— Exercise requirements —
Would it be possible to quote, exactly and in full, the lines from the one with "Objective — for the asus computer" through the end of the entries below?

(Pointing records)
• • • • • • •

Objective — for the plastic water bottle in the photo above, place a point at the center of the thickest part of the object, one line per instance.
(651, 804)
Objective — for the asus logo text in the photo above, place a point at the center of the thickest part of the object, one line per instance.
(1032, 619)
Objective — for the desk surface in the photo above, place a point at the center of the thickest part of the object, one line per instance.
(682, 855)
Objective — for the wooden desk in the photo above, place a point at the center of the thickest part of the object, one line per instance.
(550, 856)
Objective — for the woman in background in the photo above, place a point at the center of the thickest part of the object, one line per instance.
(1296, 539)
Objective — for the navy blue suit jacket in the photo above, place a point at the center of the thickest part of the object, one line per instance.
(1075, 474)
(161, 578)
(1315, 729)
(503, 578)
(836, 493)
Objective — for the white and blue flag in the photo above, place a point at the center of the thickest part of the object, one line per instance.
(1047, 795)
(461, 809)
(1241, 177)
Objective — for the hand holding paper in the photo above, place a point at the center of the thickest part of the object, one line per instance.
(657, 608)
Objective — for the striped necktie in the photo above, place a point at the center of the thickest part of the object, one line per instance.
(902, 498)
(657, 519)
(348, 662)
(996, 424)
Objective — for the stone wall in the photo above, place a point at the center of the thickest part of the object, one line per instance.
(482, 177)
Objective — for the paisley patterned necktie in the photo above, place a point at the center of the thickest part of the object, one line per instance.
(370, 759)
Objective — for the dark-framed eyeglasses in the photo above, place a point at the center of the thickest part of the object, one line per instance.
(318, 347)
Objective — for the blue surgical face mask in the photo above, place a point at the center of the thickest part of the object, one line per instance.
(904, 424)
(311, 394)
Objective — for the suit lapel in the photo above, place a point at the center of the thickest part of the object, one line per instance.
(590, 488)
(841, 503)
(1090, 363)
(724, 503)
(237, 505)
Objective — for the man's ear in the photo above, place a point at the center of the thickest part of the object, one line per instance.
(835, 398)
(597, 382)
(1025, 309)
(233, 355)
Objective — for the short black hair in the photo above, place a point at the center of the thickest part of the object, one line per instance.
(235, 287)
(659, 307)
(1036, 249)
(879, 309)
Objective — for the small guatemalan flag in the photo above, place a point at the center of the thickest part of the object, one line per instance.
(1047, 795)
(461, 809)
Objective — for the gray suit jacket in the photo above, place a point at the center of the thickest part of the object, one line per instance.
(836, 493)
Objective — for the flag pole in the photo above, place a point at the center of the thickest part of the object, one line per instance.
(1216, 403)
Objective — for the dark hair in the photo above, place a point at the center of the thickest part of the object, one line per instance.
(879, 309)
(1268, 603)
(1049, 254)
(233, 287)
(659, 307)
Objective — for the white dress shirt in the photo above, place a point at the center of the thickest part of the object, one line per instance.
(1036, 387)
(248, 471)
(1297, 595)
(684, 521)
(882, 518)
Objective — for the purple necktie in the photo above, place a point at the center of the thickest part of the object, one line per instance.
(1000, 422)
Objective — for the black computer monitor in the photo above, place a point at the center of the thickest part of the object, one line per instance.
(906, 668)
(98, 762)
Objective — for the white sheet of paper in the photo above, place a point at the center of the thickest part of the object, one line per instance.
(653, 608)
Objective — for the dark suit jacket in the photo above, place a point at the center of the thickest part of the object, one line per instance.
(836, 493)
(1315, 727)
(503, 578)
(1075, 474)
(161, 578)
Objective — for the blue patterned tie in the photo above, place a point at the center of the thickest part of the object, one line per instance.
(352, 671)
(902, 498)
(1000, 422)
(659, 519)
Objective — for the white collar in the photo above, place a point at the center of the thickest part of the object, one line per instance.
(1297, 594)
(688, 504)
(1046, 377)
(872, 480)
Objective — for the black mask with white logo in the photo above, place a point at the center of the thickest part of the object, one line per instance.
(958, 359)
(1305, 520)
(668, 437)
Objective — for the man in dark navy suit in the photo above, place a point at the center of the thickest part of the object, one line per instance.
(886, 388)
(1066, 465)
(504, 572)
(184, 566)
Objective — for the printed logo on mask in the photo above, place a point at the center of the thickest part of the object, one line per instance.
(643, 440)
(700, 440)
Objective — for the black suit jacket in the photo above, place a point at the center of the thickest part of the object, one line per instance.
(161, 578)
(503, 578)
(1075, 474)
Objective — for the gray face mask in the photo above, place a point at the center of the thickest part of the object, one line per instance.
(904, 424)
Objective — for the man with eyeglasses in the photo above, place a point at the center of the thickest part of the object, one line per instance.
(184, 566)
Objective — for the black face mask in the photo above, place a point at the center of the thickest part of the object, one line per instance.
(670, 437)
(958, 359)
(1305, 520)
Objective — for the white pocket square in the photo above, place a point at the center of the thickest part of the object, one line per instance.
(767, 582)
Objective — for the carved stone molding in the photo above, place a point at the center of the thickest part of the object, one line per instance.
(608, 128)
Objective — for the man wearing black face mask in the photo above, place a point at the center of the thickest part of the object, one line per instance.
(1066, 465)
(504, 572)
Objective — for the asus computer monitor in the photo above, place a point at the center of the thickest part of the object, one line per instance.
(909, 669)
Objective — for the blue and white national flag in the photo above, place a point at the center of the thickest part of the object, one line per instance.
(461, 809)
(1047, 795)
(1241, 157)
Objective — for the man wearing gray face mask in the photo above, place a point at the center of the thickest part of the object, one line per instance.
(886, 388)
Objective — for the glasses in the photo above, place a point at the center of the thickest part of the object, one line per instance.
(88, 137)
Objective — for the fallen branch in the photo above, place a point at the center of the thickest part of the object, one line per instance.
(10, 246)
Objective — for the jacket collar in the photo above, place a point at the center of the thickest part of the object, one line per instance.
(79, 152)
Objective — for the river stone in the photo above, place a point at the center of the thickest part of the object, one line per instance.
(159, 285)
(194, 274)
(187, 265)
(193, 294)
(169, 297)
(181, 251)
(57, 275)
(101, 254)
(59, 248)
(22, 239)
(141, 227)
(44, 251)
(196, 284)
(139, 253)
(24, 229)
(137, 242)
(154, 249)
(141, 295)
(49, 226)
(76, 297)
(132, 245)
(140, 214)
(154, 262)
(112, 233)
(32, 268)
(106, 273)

• • • • • • •

— Solution —
Objective — for the asus computer monitor in the photo above, place a point at the center of the thickest part of the object, one line per instance.
(909, 669)
Objective — for the blue and white national flag in the photo above, place a point at the center of the thickest part of the object, one line per instance.
(461, 809)
(1047, 795)
(1241, 157)
Objective — for the man wearing gray face mask in the photo above, place a point at the center of the thickest part of the object, one line per instance.
(886, 388)
Objective — for the glasses in the photo above, place a point at the center of the thickest part of the object, one line per instance.
(88, 137)
Objective — for the fallen branch in the photo above, place a point at the center of the thickest part of the object, one line per instance.
(10, 246)
Objective — for the jacket collar in the photo above, place a point at the center of the thickest part of the object, one line per instance.
(79, 152)
Objective — for the river stone in the photo above, place a point at the center of the thickest part of the object, one line per instance.
(159, 285)
(194, 274)
(187, 265)
(193, 294)
(169, 297)
(181, 251)
(57, 275)
(101, 254)
(59, 248)
(22, 239)
(141, 227)
(44, 251)
(196, 284)
(139, 253)
(24, 229)
(137, 242)
(154, 249)
(141, 295)
(49, 226)
(76, 297)
(132, 245)
(140, 214)
(154, 262)
(112, 233)
(32, 268)
(106, 273)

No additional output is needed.